- _Written instruction 1_
Print the passage from the comment thread, starting with "From: [identity profile] jana-ch.livejournal.com" and going on through "05:28 pm (UTC)".

- _Document text_

Date: 2016-08-26 01:40 am (UTC)
From: [identity profile] vermouth1991.livejournal.com
You want the short story? Nothing was specified in canon. Which wouldn't be that bad a thing, except we're never really lacking of cases where a mother throws her child out of the way when an incoming bus comes crashing through.

Date: 2016-08-26 01:40 pm (UTC)
From: [identity profile] jana-ch.livejournal.com
I don’t remember any canon explanation about what Dark magic entails, at all. We are told that in order to perform Cruciatus, “you have to mean it,” but that’s only one Dark spell, and it was presented as a bit of mockery in battle from someone not known for clarity of mind. All theories about chaos and intent and will—even the idea that children’s accidental magic is Dark—is fanon speculation. JKR’s refusal to define Dark magic in any meaningful way is one of the biggest failures of her world-building. Fans have done yeoman’s service trying to make sense of it, but it remains fanon, not canon. It’s one of the many reasons I prefer good fanfic to the actual books.

Date: 2016-08-26 05:28 pm (UTC)
From: [personal profile] oryx_leucoryx
Well, the German mother was probably a Muggle, so why should her sacrifice have magical effects? No magical energy at work.

Date: 2016-08-26 07:14 pm (UTC)
From: [personal profile] oryx_leucoryx
Funny thing is that when Harry mentioned it to Diary!Tom, the latter acknowledged such an effect should be possible, so Tom's research in the Dark Arts by age 16 or so did point in that general direction (also supporting sacrificial magic being related to the Dark Arts, whether Rowling likes it or not).

Date: 2016-08-26 09:29 pm (UTC)
From: [personal profile] oryx_leucoryx
My view is that one of the things that Severus did to protect Harry from DEs was to start a whispering campaign that they might find Harry useful in some way. Or maybe Albus was responsible for the rumors. I think wizards believed so strongly in Harry's specialness because there was a deliberate effort to cause them to embrace this interpretation rather than the maternal sacrifice version.

- _Written instruction 2_
Rewrite the data entries rows, starting with the line with "Would you mind marking the orange confetti" and going on through the last row, keeping every line in full and adding 147 to each number in the coordinates.

Data entries
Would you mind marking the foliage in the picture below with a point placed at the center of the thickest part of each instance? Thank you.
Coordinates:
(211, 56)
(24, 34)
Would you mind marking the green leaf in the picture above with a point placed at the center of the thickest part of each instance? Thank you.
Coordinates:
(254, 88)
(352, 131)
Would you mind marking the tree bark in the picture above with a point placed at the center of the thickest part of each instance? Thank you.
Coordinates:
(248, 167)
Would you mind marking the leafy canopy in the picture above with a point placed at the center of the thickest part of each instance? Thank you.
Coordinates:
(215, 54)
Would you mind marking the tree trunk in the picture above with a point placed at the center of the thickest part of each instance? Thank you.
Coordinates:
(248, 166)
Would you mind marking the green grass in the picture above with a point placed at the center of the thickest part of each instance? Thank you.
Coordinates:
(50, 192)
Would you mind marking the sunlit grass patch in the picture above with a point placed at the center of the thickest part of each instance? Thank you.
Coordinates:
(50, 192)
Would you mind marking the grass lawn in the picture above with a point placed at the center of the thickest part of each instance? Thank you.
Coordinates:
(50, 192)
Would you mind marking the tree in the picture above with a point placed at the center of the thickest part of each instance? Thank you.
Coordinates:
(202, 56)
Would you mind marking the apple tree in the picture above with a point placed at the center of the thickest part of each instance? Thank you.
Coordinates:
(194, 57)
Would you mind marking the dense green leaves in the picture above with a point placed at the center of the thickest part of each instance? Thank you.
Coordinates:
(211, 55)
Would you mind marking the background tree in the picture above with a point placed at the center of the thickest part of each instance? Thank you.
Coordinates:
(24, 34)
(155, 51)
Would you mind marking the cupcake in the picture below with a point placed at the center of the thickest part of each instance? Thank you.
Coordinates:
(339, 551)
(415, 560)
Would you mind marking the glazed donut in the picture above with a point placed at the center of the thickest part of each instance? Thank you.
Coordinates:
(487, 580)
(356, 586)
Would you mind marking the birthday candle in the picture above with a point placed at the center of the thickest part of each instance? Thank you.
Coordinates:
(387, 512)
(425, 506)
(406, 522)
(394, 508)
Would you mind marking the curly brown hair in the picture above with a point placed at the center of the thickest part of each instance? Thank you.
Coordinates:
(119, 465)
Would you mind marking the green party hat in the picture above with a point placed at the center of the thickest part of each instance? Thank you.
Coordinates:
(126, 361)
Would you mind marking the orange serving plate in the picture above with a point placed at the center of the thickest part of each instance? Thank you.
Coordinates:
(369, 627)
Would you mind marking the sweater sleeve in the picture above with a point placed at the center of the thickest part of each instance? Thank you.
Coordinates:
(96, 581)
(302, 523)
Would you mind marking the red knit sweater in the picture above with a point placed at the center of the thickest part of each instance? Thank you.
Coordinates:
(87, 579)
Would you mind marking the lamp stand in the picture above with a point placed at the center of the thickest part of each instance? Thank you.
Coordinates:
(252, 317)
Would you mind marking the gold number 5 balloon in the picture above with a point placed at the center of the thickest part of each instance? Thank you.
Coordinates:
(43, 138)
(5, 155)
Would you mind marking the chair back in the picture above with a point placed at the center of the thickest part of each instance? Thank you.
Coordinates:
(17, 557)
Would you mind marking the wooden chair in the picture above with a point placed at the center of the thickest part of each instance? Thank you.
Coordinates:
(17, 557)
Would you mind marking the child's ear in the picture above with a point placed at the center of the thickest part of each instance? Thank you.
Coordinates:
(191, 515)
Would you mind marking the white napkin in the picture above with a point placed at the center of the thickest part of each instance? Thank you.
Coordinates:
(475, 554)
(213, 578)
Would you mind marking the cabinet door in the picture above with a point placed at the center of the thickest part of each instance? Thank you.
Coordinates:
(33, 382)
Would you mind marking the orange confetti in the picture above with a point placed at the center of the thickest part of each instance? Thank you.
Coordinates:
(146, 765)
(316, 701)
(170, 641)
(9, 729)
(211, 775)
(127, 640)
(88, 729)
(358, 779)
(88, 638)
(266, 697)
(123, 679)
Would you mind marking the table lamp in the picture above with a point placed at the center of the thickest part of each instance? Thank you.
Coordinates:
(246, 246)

- _Finished answer 1_
From: [identity profile] jana-ch.livejournal.com
I don’t remember any canon explanation about what Dark magic entails, at all. We are told that in order to perform Cruciatus, “you have to mean it,” but that’s only one Dark spell, and it was presented as a bit of mockery in battle from someone not known for clarity of mind. All theories about chaos and intent and will—even the idea that children’s accidental magic is Dark—is fanon speculation. JKR’s refusal to define Dark magic in any meaningful way is one of the biggest failures of her world-building. Fans have done yeoman’s service trying to make sense of it, but it remains fanon, not canon. It’s one of the many reasons I prefer good fanfic to the actual books.

Date: 2016-08-26 05:28 pm (UTC)

- _Finished answer 2_
Would you mind marking the orange confetti in the picture above with a point placed at the center of the thickest part of each instance? Thank you.
Coordinates:
(293, 912)
(463, 848)
(317, 788)
(156, 876)
(358, 922)
(274, 787)
(235, 876)
(505, 926)
(235, 785)
(413, 844)
(270, 826)
Would you mind marking the table lamp in the picture above with a point placed at the center of the thickest part of each instance? Thank you.
Coordinates:
(393, 393)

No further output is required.